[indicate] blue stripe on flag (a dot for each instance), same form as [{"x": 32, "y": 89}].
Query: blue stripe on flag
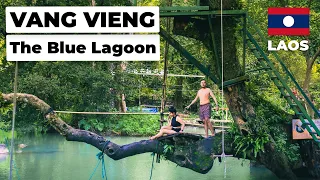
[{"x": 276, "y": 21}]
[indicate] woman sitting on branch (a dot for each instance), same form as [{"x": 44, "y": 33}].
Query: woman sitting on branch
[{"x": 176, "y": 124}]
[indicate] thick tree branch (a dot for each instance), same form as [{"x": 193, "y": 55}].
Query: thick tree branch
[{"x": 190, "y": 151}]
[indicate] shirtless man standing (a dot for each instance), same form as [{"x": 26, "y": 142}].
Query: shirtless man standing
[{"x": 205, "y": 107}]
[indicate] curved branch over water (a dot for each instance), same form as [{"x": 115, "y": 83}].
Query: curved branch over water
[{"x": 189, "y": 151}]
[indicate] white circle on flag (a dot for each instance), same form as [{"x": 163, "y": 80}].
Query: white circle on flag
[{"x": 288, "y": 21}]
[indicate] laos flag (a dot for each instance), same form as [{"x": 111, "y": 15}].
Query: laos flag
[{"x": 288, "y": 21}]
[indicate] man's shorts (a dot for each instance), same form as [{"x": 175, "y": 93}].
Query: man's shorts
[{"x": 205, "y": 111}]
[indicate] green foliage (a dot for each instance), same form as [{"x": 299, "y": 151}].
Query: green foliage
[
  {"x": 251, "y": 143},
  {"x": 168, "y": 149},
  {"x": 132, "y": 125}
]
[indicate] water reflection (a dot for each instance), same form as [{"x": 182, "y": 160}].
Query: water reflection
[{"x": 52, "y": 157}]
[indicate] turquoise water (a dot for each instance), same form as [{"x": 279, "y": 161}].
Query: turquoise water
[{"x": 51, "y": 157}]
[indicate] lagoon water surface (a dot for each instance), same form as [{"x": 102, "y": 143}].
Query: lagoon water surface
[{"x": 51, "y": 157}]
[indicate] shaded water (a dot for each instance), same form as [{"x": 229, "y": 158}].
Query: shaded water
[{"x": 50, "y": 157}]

----------------------------------------

● Exercise aim
Up to and including the final line of the data above, please copy every line exactly, starting from the one that contains "[indicate] turquoise water".

● Task answer
[indicate] turquoise water (a dot for each instance), same form as [{"x": 279, "y": 161}].
Query: turquoise water
[{"x": 51, "y": 157}]
[indicate] lagoon water surface (a dot for each instance), same form as [{"x": 102, "y": 143}].
Query: lagoon water surface
[{"x": 51, "y": 157}]
[indicate] shaded water (a dot for each instance), same form as [{"x": 229, "y": 158}].
Query: shaded water
[{"x": 50, "y": 157}]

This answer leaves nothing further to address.